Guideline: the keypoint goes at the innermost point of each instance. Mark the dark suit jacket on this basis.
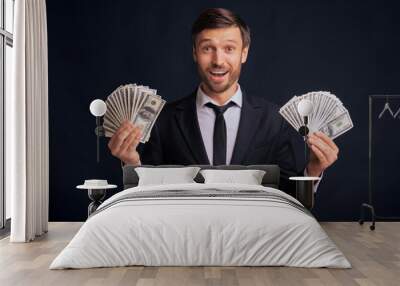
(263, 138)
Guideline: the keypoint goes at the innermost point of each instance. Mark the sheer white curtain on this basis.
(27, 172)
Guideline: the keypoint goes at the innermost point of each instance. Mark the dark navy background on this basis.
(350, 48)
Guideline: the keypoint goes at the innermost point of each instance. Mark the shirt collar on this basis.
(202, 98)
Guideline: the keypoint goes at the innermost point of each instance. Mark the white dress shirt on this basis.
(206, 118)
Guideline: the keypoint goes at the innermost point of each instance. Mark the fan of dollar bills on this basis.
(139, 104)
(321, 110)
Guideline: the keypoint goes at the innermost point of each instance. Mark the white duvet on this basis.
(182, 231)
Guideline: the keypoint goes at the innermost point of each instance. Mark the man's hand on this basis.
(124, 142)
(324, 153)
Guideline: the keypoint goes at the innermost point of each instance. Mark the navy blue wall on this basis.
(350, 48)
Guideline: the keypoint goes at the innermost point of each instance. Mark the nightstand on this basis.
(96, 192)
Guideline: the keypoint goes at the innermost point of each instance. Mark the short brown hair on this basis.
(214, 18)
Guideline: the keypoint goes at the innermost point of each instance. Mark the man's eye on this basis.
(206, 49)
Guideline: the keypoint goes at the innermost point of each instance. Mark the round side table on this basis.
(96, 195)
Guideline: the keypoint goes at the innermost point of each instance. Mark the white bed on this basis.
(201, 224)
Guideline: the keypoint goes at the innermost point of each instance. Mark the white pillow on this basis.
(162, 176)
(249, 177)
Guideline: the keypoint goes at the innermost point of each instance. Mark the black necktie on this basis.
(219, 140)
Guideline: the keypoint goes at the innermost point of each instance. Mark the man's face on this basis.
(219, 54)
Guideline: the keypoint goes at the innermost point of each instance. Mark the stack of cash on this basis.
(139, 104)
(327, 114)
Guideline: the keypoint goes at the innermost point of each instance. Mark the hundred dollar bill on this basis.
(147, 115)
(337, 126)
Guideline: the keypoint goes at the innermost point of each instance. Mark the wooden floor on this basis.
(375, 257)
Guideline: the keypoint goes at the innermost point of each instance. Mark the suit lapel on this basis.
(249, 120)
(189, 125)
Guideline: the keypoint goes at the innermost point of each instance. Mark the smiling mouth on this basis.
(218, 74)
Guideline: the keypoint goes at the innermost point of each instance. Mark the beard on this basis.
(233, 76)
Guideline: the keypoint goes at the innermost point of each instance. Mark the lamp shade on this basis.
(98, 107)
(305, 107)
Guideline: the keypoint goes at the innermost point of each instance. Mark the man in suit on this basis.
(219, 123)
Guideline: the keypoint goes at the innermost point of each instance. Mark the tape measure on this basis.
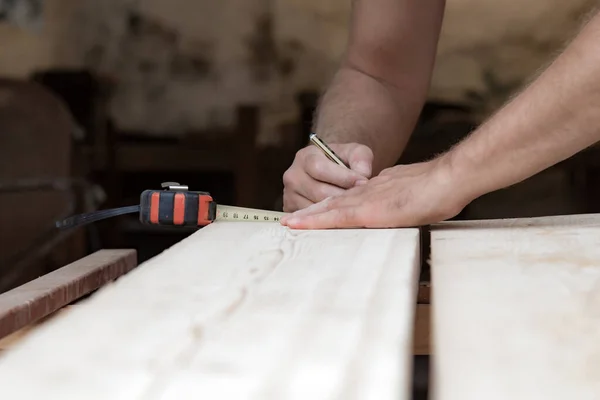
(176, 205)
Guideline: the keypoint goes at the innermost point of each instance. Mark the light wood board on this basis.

* * * * *

## TRY IT
The whole listing, pictures excluded, should be output exactly.

## ANSWER FOR THIS EXERCISE
Guideline: the keypoint goes at the innermost point of each instance. Mark the dark suit jacket on this basis.
(263, 138)
Guideline: the keypoint goes at the innermost point of each instance. Mark the sheer white curtain on this basis.
(27, 172)
Guideline: the keypoint goes at the innermost point of each instance. Mark the dark navy background on this basis.
(350, 48)
Guideline: the keypoint goes at the innermost point of each instance. Mark the shirt collar on this basis.
(202, 98)
Guideline: the keypoint goes at the innermost point of each instance. Mark the white dress shirt on this basis.
(206, 118)
Guideline: the keypoint goes at the innermost point of each instance. Mark the fan of dollar bills on this basis.
(139, 104)
(321, 110)
Guideline: the keypoint goes at the innermost point of each instance. Mark the white duvet on this basis.
(182, 231)
Guideline: the keypoint goes at the innermost point of each instance. Mark the man's hand on this basis.
(124, 142)
(324, 153)
Guideline: the keypoint goes at the innermost point of each instance. Mark the navy blue wall on this basis.
(350, 48)
Guideline: the keypoint goes at the innermost point of each instance. Mark the nightstand on this basis.
(96, 192)
Guideline: the keypoint goes at the innermost point of each instance. Mark the short brown hair on this basis.
(214, 18)
Guideline: the keypoint goes at the innermost point of each instance. Mark the man's eye on this basis.
(206, 49)
Guideline: the keypoint goes at the innermost point of each instance. Mark the round side table on this basis.
(96, 195)
Guideline: the keypoint goes at the innermost point of each instance. Mark the white bed on this basis.
(201, 224)
Guideline: the keypoint goes at the innermost point of each instance. Mark the white pillow on this basis.
(162, 176)
(249, 177)
Guideline: the keypoint goes at the innermost point of each instance. Mark the black necktie on this basis.
(219, 140)
Guideline: the keypoint goes at the innermost point of each instance. Mark the man's face on this basis.
(219, 54)
Guideline: the keypoint goes at the innermost point of each instance. Mark the stack of cash on this basis.
(139, 104)
(327, 114)
Guideline: the keypoint goes at the innermost point of each instance. Mark the hundred dollar bill on this basis.
(147, 115)
(337, 126)
Guideline: the keypoint goes at the innermost point of each instance. Mark the wooden floor on this basis.
(375, 257)
Guideline: the keypoint goes at the innermost point of each instance. Mark the suit lapel on this basis.
(249, 120)
(189, 125)
Guideline: the keypoint goes at the innermost point of each instance. Mark the smiling mouth on this basis.
(218, 74)
Guideline: the keypoint goes at the innermost point of each instance. Mark the beard on this basis.
(233, 76)
Guideline: the keypoint goes at the innermost point of each instance. Mark the lamp shade on this basis.
(98, 107)
(305, 107)
Guideline: the keypoint goes at the innermost point of each instance. Mark the man in suit on this basis.
(219, 123)
Guideline: the keypoint goes at the innermost point of each instance. Mark the tape measure on this basis.
(176, 205)
Guideline: the keypoint goes at the innermost point of each instance. Mark the light wood board on this basis.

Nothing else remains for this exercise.